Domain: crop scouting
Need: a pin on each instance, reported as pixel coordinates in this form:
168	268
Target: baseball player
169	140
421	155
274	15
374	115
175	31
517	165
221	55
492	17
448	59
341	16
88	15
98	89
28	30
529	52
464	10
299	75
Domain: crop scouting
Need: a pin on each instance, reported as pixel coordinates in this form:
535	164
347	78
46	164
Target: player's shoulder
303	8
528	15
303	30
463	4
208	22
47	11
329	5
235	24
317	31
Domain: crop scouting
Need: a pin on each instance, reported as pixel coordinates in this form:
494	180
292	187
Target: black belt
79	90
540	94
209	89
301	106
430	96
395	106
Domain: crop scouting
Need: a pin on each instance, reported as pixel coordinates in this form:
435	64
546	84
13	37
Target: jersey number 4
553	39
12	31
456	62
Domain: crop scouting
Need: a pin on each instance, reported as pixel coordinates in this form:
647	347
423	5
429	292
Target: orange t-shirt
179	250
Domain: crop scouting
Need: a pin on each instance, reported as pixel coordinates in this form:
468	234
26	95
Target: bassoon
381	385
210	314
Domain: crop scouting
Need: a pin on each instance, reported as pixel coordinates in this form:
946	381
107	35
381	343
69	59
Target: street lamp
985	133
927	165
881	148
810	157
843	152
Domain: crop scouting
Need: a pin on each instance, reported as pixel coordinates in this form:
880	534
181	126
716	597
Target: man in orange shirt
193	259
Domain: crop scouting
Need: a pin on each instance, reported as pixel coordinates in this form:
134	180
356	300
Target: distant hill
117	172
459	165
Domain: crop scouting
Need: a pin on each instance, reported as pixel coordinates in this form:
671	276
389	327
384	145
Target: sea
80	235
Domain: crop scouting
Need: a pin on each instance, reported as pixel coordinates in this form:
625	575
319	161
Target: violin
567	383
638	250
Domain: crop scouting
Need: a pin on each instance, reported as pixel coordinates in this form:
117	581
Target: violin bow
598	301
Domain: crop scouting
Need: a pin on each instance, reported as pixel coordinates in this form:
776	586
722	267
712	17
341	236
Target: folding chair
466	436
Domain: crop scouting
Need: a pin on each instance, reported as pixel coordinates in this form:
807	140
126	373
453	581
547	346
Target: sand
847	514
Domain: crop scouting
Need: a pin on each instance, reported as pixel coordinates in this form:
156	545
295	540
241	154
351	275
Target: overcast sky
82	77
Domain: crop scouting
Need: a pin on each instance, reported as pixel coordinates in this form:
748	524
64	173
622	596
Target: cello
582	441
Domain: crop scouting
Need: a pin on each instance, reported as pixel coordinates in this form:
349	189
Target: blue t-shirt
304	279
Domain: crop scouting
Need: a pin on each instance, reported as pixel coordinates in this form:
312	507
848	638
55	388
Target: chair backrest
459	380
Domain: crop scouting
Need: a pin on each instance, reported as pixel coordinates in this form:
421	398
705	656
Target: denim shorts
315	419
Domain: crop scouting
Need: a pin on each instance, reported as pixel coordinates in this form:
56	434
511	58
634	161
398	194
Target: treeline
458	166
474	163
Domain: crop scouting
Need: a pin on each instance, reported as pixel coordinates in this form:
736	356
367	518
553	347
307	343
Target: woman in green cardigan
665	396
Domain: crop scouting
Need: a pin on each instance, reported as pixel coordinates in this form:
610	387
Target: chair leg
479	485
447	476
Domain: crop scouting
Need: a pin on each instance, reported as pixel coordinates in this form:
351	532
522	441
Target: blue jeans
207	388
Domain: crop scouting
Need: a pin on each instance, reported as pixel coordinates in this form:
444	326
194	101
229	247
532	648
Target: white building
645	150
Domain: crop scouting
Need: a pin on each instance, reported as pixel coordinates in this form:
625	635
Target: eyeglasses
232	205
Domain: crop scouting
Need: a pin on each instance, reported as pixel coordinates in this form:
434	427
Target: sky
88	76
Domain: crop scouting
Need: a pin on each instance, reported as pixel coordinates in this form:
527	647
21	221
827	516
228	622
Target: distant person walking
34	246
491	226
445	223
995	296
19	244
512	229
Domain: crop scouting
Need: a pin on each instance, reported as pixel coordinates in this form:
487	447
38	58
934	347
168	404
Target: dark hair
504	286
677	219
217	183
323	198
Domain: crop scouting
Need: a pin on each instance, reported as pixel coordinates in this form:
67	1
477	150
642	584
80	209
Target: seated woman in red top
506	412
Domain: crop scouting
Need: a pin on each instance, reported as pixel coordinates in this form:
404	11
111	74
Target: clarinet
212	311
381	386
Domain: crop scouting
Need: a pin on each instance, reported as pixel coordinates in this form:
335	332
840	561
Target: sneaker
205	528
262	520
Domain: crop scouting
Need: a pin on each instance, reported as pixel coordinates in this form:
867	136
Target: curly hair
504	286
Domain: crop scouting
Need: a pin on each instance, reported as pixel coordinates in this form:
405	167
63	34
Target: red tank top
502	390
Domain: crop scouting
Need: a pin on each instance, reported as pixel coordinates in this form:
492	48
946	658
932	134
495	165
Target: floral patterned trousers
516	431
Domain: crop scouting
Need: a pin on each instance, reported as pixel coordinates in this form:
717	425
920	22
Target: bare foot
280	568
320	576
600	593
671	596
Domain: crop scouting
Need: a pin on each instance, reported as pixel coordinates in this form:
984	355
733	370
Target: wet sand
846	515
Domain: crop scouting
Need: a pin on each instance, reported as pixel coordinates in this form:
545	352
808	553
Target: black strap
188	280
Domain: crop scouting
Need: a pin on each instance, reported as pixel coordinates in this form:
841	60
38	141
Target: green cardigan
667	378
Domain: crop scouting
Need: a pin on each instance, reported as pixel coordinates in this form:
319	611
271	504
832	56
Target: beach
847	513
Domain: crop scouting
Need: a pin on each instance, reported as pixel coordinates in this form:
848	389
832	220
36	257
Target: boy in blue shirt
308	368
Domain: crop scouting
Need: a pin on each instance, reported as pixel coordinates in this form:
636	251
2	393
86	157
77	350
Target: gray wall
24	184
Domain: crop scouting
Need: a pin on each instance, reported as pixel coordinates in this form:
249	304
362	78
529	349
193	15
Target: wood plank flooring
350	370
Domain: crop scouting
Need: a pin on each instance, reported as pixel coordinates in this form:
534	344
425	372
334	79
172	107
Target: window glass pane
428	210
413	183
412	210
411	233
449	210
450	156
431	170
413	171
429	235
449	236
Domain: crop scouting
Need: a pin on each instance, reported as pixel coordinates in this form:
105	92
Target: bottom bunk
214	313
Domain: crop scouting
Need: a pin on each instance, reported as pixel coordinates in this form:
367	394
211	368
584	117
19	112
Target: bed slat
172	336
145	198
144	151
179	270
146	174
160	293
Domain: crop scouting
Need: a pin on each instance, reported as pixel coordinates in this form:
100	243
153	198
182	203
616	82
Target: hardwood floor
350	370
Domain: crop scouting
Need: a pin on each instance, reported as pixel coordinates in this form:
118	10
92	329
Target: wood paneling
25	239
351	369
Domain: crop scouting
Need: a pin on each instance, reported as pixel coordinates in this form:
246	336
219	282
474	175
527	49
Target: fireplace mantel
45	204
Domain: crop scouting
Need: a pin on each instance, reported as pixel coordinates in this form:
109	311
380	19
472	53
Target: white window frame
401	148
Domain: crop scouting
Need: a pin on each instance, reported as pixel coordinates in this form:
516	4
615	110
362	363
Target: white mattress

• **Description of the task**
Take the entries and copy them out exactly.

• **Answer to the problem**
Domain: crop scouting
Need: a pin on each instance, reported as pixel coordinates in this form:
168	268
Target: baseball player
169	140
421	155
274	15
374	115
175	31
517	165
221	55
492	17
448	59
341	16
88	15
98	89
28	30
529	52
464	10
299	75
Domain: crop scouting
Need: a pin on each instance, reported as pixel coordinates in this form:
535	164
347	78
46	164
Target: player's shoulder
303	8
528	15
303	30
463	4
208	22
47	11
329	5
235	24
317	31
Domain: crop scouting
Need: a pin on each instance, reported as pixel coordinates in this form:
494	180
292	187
Target: black belt
79	90
540	94
209	89
301	106
430	96
395	106
Domain: crop scouting
Need: a pin on each instance, reported as pixel coordinates in this form:
435	64
546	84
13	37
Target: jersey number 4
553	39
12	31
456	62
Domain: crop scouting
Need: a pin on each instance, reported as pixel coordinates in this form:
647	347
423	5
429	292
Target: orange t-shirt
179	250
Domain: crop scouting
Need: a pin on each instance, reported as pixel coordinates in this form:
468	234
26	95
Target: bassoon
381	385
210	314
Domain: crop scouting
Need: a pin on each instance, reported as pixel coordinates in this form:
946	381
107	35
381	343
69	59
Target: street lamp
985	133
927	165
881	148
810	157
843	152
Domain: crop scouting
Need: a pin on each instance, reported as pixel coordinates in this form:
880	534
181	126
716	597
Target: man in orange shirt
193	259
Domain: crop scouting
Need: a pin on each instance, reported as pixel coordinates in this form:
134	180
356	300
Target: distant hill
117	172
459	165
Domain: crop scouting
Need: a pin on each instance, reported as pixel coordinates in this form:
671	276
389	327
384	145
Target: sea
80	235
Domain: crop scouting
Need: a pin on each instance, reported as pixel coordinates in this form:
625	575
319	161
Target: violin
567	383
638	250
Domain: crop scouting
Need: a pin on each instance, reported as pixel coordinates in this form:
117	581
Target: violin bow
598	301
Domain: crop scouting
Need: a pin on each instance, reported as pixel coordinates in this form:
776	586
722	267
712	17
341	236
Target: folding chair
466	436
Domain: crop scouting
Need: a pin on each instance, reported as pixel coordinates in this form:
807	140
126	373
453	581
547	346
Target: sand
847	514
Domain: crop scouting
Need: a pin on each instance, reported as pixel coordinates in this form:
156	545
295	540
241	154
351	275
Target: overcast sky
82	77
Domain: crop scouting
Need: a pin on each instance, reported as pixel coordinates in this form:
748	524
64	173
622	596
Target: cello
582	441
Domain: crop scouting
Need: a pin on each instance, reported as pixel coordinates in this form:
349	189
Target: blue t-shirt
304	279
Domain: crop scouting
Need: a pin on each instance, reported as pixel coordinates in this form:
312	507
848	638
55	388
Target: chair backrest
459	380
Domain: crop scouting
Need: a pin on each instance, reported as pixel coordinates in this form:
421	398
705	656
Target: denim shorts
315	419
Domain: crop scouting
Need: a pin on each instance, reported as pixel coordinates in this form:
56	434
511	58
634	161
398	194
Target: treeline
458	166
474	163
Domain: crop scouting
Need: a pin on each instance, reported as pixel coordinates in this form:
736	356
367	518
553	347
307	343
Target: woman in green cardigan
665	396
Domain: crop scouting
Need: a pin on each instance, reported as pixel coordinates in this form:
610	387
Target: chair leg
479	485
447	476
Domain: crop scouting
Need: a pin on each instance, reported as pixel coordinates in this form:
351	532
522	441
Target: blue jeans
207	388
Domain: crop scouting
Need: a pin on each instance, reported as pixel coordinates in this form:
444	326
194	101
229	247
532	648
Target: white building
645	150
Domain: crop scouting
Need: a pin on each instance, reported as pixel coordinates in this form:
625	635
Target: eyeglasses
232	205
Domain: crop scouting
Need: a pin on each instance, reported as pixel coordinates in this form:
434	427
Target: sky
88	76
Domain: crop scouting
Need: a pin on each instance, reported as pixel coordinates in this form:
527	647
21	221
827	516
228	622
Target: distant person walking
34	246
491	226
445	223
995	296
19	244
512	229
Domain: crop scouting
Need: a pin on each instance, reported as pixel coordinates in this form:
487	447
38	58
934	347
168	404
Target: dark hair
504	286
677	219
217	183
323	198
Domain: crop scouting
Need: a pin on each instance, reported as pixel coordinates in this form:
67	1
477	150
642	584
80	209
Target: seated woman in red top
506	412
Domain: crop scouting
Need: a pin on each instance, reported as pixel coordinates in this form:
404	11
111	74
Target: clarinet
212	311
381	386
Domain: crop scouting
Need: a pin on each instance, reported as pixel coordinates in this form:
335	332
840	561
Target: sneaker
205	528
262	520
Domain: crop scouting
Need: a pin on each instance, reported as pixel coordinates in this form:
867	136
Target: curly hair
504	286
Domain: crop scouting
Need: a pin on each instance, reported as pixel coordinates in this form:
405	167
63	34
Target: red tank top
502	390
Domain: crop scouting
Need: a pin on each instance, reported as pixel coordinates in this form:
492	48
946	658
932	134
495	165
Target: floral patterned trousers
516	431
Domain: crop scouting
Need: a pin on each instance, reported as pixel coordinates in this form:
717	425
920	22
Target: bare foot
280	568
320	576
600	593
671	596
Domain: crop scouting
Need: a pin on each instance, reported as pixel coordinates in this form:
984	355
733	370
Target: wet sand
846	515
Domain: crop scouting
Need: a pin on each instance, reported as pixel coordinates in this form:
545	352
808	553
Target: black strap
188	280
Domain: crop scouting
Need: a pin on each instance, reported as pixel coordinates in this form:
841	60
38	141
Target: green cardigan
667	378
Domain: crop scouting
Need: a pin on each instance, reported as pixel coordinates in this form:
319	611
271	504
832	56
Target: beach
847	513
Domain: crop scouting
Need: a pin on each instance, reported as pixel coordinates in this form:
848	389
832	220
36	257
Target: boy in blue shirt
308	368
Domain: crop scouting
Need: a pin on each instance, reported as pixel coordinates in this form:
636	251
2	393
86	157
77	350
Target: gray wall
24	184
Domain: crop scouting
Need: a pin on each instance, reported as pixel coordinates in this form:
249	304
362	78
529	349
193	15
Target: wood plank flooring
350	370
Domain: crop scouting
Need: a pin on each instance, reported as pixel coordinates in this form:
534	344
425	372
334	79
172	107
Target: window glass pane
428	210
413	183
412	210
411	233
449	210
450	156
431	170
413	171
429	235
449	236
Domain: crop scouting
Need: a pin on each instance, reported as pixel coordinates in this form:
105	92
Target: bottom bunk
214	313
Domain: crop scouting
Need: a pin on each instance, reported as pixel coordinates in this form:
367	394
211	368
584	117
19	112
Target: bed slat
172	336
145	198
144	151
179	270
146	174
160	293
Domain: crop scouting
Need: a pin on each instance, reported as pixel coordinates in this form:
100	243
153	198
182	203
616	82
Target: hardwood floor
350	370
Domain: crop scouting
Need: a pin on each instance, reported as pixel coordinates in this form:
118	10
92	329
Target: wood paneling
25	239
351	369
Domain: crop scouting
Need: a pin on each instance, reported as pixel coordinates in this form:
246	336
219	282
474	175
527	49
Target: fireplace mantel
45	204
Domain: crop scouting
Need: a pin on each instance, reported as pixel coordinates in this form:
109	311
380	19
472	53
Target: white window frame
401	148
Domain: crop scouting
Need: a pin on each instance, reported as pixel coordinates in this form:
516	4
615	110
362	363
Target: white mattress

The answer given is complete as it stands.